RECORDS FOR PROCESSING:
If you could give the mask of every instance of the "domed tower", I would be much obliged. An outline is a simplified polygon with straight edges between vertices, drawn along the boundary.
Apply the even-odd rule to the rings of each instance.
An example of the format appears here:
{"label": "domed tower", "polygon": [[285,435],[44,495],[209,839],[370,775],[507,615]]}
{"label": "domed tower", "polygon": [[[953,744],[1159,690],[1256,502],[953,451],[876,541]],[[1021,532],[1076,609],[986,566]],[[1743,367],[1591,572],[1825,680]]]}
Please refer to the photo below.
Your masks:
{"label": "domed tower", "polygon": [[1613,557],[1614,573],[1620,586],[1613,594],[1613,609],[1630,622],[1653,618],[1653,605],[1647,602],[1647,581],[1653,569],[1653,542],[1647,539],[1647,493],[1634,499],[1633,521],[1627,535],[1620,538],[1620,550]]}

EXERCISE AIM: Retype, exactly and with nothing added, the lines of the material above from the first through the one that contains "Please refer to the photo below.".

OUTPUT FOR THIS TASK:
If you could give the mask of every instance of the "domed tower", I would be much obliged. An outline is a simplified polygon with straight edges between vertices, drawn along the boundary.
Apply the even-odd rule to the rings of each instance.
An example of the format appears here:
{"label": "domed tower", "polygon": [[285,435],[44,495],[209,839],[370,775],[507,615]]}
{"label": "domed tower", "polygon": [[[953,744],[1159,690],[1256,502],[953,451],[876,541]],[[1021,532],[1076,609],[986,566]],[[1743,367],[1591,572],[1825,680]]]}
Please refer to the photo below.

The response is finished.